Sat, Sep 25, 2004 - Page 10 News List

Spa show offers relaxing getaway

WORLD-CLASS SERVICES The nation's spa industry is only six years old, but its proponents say that it could make Taiwan a sought-after global tourist destination

By Jackie Lin  /  STAFF REPORTER

A customer tries out the Aqua Massage Machine promoted by Yuan Sheng Cosmetic Co during a press conference yesterday to promote the Taipei Spa Show, which runs until Tuesday at the Taipei World Trade Center's Exhibition Hall III.

PHOTO: SEAN CHAO, TAIPEI TIMES

Industry exhibitions in Taipei are usually crowded, hectic affairs. But true to the spa industry's focus on comfort, the Taipei Spa Show began yesterday at the Taipei World Trade Center's Exhibition Hall III in a relaxed, inviting atmosphere.

The five-day show is aimed at raising public awareness of spa services and treatments, and gives visitors a chance to interact face to face with more than 50 exhibitors.

"Taiwan's spa-goers account for less than 1 percent of the overall population," said Joyce Yang (楊郁雯), vice president of President Being Corp (統一佳佳), which operates 14 spa centers around the nation.

"But Taiwan has world-class day spas. Operators are well-versed not only in creating the right atmosphere, like those on the Indonesian island of Bali, but also providing real effects to meet customers' needs," she said.

This year's exhibition introduces a wide range of spa-related activities -- from the latest spa sessions, spa music therapy, essential oils, spa hot-spring hotels, spa trips and cosmetology seminars.

Although spas only made their debut appearance here in 1998, the industry has become a booming sector with the potential to put Taiwan on the global tourism map, said Candy Tang (唐雅君), chairwoman of ISPA Taiwan, the local branch of the International Spa Association (ISPA).

---

Your tasks
a – Reproduce the part of the Taipei Spa Show article starting with "A customer tries" and going on through "around the nation.".
b – Write the next part of the Taipei Spa Show article, picking up after its final sentence.

---

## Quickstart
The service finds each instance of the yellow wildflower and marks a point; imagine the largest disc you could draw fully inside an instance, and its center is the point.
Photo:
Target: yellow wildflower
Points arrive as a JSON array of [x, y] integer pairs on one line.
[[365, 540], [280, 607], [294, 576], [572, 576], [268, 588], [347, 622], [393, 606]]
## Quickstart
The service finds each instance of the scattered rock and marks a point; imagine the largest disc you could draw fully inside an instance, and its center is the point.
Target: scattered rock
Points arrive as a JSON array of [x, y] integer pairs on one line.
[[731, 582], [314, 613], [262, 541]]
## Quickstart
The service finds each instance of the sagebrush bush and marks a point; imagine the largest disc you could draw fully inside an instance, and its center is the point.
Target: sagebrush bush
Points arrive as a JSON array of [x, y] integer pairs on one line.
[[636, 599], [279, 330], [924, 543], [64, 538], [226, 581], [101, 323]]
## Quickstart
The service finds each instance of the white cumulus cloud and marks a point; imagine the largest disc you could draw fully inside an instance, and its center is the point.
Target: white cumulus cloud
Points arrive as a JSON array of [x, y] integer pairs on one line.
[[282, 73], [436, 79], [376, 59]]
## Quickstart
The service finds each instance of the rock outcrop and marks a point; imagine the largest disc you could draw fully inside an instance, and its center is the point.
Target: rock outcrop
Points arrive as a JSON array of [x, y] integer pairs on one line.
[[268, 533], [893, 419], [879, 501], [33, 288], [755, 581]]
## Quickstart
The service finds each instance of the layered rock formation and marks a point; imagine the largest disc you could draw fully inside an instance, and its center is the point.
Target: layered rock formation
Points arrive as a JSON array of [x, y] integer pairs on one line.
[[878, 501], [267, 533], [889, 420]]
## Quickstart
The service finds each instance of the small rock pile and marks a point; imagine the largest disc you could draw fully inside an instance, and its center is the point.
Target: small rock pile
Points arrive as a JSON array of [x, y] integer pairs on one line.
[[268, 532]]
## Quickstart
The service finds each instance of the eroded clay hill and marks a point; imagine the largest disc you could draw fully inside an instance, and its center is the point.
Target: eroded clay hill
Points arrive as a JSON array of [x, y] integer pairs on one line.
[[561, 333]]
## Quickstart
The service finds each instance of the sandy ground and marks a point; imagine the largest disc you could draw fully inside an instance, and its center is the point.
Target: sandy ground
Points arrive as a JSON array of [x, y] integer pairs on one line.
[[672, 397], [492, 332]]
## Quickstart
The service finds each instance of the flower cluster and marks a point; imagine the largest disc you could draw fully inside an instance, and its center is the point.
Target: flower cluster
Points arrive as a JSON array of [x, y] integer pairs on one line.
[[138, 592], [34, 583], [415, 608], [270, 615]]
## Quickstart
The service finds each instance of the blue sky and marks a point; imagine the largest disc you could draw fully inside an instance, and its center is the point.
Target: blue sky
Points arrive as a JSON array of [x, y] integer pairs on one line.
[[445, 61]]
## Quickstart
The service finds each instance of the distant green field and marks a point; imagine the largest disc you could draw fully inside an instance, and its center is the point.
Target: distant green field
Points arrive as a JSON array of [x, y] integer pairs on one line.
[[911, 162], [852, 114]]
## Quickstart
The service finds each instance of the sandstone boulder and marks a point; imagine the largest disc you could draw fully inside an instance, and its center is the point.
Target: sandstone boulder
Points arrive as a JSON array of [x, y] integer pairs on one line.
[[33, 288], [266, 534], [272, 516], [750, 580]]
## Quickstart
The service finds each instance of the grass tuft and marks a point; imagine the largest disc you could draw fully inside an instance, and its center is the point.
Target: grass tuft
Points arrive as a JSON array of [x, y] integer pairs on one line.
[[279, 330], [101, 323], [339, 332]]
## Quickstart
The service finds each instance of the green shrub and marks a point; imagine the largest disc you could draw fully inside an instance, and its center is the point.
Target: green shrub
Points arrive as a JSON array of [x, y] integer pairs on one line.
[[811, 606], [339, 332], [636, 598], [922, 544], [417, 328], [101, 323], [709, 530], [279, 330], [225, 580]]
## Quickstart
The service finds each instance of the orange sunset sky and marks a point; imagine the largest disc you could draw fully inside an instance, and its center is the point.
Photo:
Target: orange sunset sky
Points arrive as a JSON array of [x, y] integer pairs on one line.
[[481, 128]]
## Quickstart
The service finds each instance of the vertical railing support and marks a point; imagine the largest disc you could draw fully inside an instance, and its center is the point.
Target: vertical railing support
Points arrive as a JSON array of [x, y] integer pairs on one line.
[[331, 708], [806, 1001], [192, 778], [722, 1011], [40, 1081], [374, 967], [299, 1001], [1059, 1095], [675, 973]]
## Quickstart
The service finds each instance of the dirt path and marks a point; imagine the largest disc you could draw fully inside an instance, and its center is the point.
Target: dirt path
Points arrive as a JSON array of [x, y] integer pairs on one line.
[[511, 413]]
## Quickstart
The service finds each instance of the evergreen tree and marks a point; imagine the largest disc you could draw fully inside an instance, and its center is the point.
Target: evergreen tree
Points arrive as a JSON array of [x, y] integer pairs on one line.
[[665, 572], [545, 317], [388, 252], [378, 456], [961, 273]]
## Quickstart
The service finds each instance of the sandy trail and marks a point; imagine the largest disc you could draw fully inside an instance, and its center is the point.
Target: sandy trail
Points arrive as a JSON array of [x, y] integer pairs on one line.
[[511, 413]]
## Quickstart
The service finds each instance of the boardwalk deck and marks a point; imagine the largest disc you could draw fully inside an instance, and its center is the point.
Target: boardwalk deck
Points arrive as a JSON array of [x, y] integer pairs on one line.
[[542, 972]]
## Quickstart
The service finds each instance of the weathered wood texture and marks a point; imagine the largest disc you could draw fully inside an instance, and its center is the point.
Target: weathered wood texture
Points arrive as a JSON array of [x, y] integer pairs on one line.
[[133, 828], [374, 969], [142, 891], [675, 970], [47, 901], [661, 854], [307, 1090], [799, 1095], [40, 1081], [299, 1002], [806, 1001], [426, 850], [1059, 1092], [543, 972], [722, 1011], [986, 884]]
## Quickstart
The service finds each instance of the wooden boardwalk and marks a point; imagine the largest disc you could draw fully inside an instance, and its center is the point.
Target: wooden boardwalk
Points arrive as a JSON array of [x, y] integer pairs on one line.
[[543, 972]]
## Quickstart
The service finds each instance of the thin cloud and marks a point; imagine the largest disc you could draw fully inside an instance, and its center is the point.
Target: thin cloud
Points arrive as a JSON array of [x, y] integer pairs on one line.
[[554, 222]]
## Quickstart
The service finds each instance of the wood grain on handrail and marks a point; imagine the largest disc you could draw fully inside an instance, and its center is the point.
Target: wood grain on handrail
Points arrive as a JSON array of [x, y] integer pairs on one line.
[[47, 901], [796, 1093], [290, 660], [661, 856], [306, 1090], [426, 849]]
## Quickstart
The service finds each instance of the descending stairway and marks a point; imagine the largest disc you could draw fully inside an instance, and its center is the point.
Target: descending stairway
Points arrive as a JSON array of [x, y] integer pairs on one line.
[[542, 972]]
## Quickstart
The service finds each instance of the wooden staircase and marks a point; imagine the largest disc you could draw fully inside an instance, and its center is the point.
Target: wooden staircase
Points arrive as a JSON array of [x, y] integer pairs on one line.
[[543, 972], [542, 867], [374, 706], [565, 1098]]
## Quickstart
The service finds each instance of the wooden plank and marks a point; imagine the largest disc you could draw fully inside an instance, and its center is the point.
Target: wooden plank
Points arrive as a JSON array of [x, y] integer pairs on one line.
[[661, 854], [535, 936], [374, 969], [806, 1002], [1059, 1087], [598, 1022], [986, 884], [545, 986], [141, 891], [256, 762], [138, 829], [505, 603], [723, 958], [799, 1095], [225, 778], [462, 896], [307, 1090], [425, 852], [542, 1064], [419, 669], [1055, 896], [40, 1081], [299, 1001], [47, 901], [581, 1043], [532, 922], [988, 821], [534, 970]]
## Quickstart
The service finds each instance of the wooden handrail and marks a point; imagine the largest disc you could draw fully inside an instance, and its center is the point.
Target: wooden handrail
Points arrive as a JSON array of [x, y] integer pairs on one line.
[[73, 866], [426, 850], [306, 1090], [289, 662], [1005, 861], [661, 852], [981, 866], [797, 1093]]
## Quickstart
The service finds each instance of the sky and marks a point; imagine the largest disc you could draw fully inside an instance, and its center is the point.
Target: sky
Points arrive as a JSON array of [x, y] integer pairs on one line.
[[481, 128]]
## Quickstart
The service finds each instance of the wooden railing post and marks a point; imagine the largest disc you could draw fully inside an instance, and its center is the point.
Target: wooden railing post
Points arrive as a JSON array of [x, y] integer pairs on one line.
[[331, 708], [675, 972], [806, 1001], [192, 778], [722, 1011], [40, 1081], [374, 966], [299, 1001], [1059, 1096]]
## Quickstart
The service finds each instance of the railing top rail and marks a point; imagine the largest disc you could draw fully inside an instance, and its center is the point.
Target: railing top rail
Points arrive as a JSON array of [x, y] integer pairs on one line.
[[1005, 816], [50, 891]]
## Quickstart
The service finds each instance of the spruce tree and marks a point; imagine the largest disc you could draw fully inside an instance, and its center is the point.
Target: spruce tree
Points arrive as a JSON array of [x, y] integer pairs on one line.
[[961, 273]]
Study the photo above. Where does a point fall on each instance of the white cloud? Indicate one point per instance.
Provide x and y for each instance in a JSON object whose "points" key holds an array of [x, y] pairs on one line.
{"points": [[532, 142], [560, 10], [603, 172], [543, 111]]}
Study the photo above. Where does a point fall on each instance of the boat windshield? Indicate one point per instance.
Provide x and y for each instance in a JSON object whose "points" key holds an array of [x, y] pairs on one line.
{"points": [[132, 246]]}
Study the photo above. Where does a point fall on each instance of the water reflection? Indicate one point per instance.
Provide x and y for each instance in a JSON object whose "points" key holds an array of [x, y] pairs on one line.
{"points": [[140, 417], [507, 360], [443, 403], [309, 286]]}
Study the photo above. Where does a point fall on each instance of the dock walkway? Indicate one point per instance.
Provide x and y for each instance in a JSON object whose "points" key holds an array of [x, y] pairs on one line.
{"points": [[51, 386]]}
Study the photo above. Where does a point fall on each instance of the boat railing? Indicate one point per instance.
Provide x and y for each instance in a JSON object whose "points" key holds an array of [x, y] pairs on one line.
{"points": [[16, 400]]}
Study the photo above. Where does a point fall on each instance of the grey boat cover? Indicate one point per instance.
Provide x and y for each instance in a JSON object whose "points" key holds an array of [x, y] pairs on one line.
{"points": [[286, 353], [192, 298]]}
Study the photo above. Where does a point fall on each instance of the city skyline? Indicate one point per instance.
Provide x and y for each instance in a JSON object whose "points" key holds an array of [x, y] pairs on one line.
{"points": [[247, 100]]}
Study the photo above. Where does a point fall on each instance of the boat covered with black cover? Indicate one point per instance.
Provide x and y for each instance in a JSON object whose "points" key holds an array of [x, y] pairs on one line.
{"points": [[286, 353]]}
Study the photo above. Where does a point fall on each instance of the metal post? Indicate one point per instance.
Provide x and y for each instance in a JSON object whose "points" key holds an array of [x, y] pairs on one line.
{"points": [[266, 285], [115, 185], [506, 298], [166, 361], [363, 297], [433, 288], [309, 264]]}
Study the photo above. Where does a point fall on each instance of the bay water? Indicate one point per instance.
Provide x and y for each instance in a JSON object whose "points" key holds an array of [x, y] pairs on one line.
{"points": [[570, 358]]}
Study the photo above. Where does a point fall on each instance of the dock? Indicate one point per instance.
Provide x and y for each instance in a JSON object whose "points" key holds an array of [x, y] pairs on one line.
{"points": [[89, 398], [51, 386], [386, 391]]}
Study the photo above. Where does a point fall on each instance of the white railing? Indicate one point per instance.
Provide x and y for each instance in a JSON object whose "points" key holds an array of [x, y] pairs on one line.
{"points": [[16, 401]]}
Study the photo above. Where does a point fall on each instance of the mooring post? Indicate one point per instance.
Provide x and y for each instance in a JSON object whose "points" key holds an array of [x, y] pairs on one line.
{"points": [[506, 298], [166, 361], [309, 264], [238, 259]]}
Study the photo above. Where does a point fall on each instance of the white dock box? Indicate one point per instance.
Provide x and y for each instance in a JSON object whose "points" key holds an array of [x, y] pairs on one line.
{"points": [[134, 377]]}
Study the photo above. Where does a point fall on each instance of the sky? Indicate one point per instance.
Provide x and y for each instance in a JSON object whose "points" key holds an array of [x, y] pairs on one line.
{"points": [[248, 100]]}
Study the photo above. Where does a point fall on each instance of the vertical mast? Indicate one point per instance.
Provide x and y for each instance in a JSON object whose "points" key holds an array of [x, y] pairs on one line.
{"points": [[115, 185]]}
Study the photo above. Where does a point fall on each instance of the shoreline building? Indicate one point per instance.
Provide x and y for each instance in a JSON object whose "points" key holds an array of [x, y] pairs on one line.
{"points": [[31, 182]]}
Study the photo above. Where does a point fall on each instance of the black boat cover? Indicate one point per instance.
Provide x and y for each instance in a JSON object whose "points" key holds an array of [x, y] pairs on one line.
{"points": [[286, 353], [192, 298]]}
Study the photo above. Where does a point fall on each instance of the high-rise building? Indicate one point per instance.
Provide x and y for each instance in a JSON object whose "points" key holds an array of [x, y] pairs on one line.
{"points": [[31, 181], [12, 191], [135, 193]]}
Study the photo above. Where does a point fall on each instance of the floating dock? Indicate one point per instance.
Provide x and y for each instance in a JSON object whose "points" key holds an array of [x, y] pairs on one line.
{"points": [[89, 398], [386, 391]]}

---

Answers to the exercises
a –
A customer tries out the Aqua Massage Machine promoted by Yuan Sheng Cosmetic Co during a press conference yesterday to promote the Taipei Spa Show, which runs until Tuesday at the Taipei World Trade Center's Exhibition Hall III.

PHOTO: SEAN CHAO, TAIPEI TIMES

Industry exhibitions in Taipei are usually crowded, hectic affairs. But true to the spa industry's focus on comfort, the Taipei Spa Show began yesterday at the Taipei World Trade Center's Exhibition Hall III in a relaxed, inviting atmosphere.

The five-day show is aimed at raising public awareness of spa services and treatments, and gives visitors a chance to interact face to face with more than 50 exhibitors.

"Taiwan's spa-goers account for less than 1 percent of the overall population," said Joyce Yang (楊郁雯), vice president of President Being Corp (統一佳佳), which operates 14 spa centers around the nation.

b –
Tang lauded spa services as the perfect means of reversing the nation's falling foreign tourism figures.

For the first eight months of the year, the number of foreign visitors totalled 1,890,604, a decline of 2.79 percent from the same period in 2002, according to statistics released by the Tourism Bureau yesterday. Statistics for last year were not counted because the nation was hit by the SARS epidemic.

"By holding this large-scale exhibition, we hope the government will recognize our efforts and the importance of this fast-growing industry," said Tang, who is also president of Alexander Health Club (亞力山大俱樂部).

In addition to the 208 booths occupied by local and foreign exhibitors, organizers designed three theme parks inside the hall to showcase spa fashion, flower tea and vanilla.

Organizers have worked hard to bring in numerous exhibitors and attract 500,000 people to the exhibition. But one 38-year-old visitor felt a bit disappointed.

"It would be better if more spa operators could come to provide us with more information," said spa lover Lu Shan-ling (盧善玲), adding that she usually spent more than NT$10,000 a year to relieve stress and stimulate her metabolic rate.